PASSAGE →
Nathalie Stutzmann (née Dupuy; born 6 May 1965) is a French contralto and conductor.

Biography
Born in Suresnes in France, Stutzmann first studied with her mother, soprano Christiane Stutzmann, then at Nancy Conservatoire and later at the École d'Art Lyrique of the Paris Opera, focusing on lieder, under Hans Hotter's tutelage.  She is noted for her interpretations of French mélodies and German lieder. Stutzmann also plays piano, bassoon and is a chamber musician. Stutzmann debuted as a concert singer at the Salle Pleyel, Paris, 1985, in Bach's Magnificat. Her recital debut was the following year in Nantes.  In addition to her concert work, Stutzmann has taught at the Geneva University of Music.  She began performing and recording with Inger Södergren in 1994. She took part in the project of Ton Koopman and the Amsterdam Baroque Orchestra & Choir to record Bach's complete vocal works.

Separately, Stutzmann developed an interest in conducting, where her mentors included Jorma Panula, Seiji Ozawa, and Simon Rattle.  In 2009, Stutzmann founded the chamber orchestra Orfeo 55, with which she has performed as both soloist and conductor.  She served as its artistic director until Orfeo 55 ceased operations in April 2019.

In September 2017, Stutzmann became principal guest conductor of the RTÉ National Symphony Orchestra in Dublin, Ireland, with a contract for three years.  In 2018, she was appointed chief conductor of the Kristiansand Symphony Orchestra, in Kristiansand, Norway, the first female chief conductor in the orchestra's history.  In December 2020, her Kristiansand contract was extended through 2023.  

In the USA, the Philadelphia Orchestra announced the appointment of Stutzmann as its next principal guest conductor in December 2020, the first female conductor ever named to this Philadelphia post, effective with the 2021–2022 season, with a contract of 3 years.  

Separately, in December 2020, Stutzmann first guest-conducted the Atlanta Symphony Orchestra.  She returned to the Atlanta Symphony Orchestra in February 2021 for an additional guest-conducting engagement, in a streamed quarantine concert.  In October 2021, the Atlanta Symphony Orchestra announced the appointment of Stutzmann as its next music director, effective with the 2022–2023 season, with an initial contract of four years.  Stutzmann is the first female conductor to be named music director of the Atlanta Symphony Orchestra.

(Object point labels)
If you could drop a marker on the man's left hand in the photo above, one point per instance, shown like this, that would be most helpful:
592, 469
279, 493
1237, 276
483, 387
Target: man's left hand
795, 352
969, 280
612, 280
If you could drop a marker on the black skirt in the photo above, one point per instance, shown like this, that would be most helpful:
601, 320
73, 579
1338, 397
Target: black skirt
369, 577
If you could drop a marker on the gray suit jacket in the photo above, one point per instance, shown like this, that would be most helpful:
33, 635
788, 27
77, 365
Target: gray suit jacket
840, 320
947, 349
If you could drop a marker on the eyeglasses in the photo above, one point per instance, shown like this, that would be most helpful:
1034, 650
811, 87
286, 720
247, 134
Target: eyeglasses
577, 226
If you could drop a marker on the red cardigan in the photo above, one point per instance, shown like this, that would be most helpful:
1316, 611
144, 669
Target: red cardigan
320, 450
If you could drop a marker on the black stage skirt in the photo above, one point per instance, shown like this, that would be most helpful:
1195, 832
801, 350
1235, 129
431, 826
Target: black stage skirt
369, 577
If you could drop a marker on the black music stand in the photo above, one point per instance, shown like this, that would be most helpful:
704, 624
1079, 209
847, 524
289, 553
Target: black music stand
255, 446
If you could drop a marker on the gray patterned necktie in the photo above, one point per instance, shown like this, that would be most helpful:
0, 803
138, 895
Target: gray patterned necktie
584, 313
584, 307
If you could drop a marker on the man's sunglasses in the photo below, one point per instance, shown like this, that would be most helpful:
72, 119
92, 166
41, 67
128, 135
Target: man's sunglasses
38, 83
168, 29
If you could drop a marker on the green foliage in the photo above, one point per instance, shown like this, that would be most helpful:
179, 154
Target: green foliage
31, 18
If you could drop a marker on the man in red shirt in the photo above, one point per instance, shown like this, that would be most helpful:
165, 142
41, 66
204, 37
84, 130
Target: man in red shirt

PROBLEMS TO SOLVE →
1. Revise the stretch of the Stutzmann biography from "In the USA, the" through "of the Atlanta Symphony Orchestra.", replacing "streamed quarantine concert" with "livestreamed concert".
2. According to the Stutzmann biography, where did she make her debut as a concert singer?
The rows play no role here.

ANSWERS GIVEN →
1.
In the USA, the Philadelphia Orchestra announced the appointment of Stutzmann as its next principal guest conductor in December 2020, the first female conductor ever named to this Philadelphia post, effective with the 2021–2022 season, with a contract of 3 years.  

Separately, in December 2020, Stutzmann first guest-conducted the Atlanta Symphony Orchestra.  She returned to the Atlanta Symphony Orchestra in February 2021 for an additional guest-conducting engagement, in a livestreamed concert.  In October 2021, the Atlanta Symphony Orchestra announced the appointment of Stutzmann as its next music director, effective with the 2022–2023 season, with an initial contract of four years.  Stutzmann is the first female conductor to be named music director of the Atlanta Symphony Orchestra.

2. At the Salle Pleyel in Paris, in 1985, in Bach's Magnificat.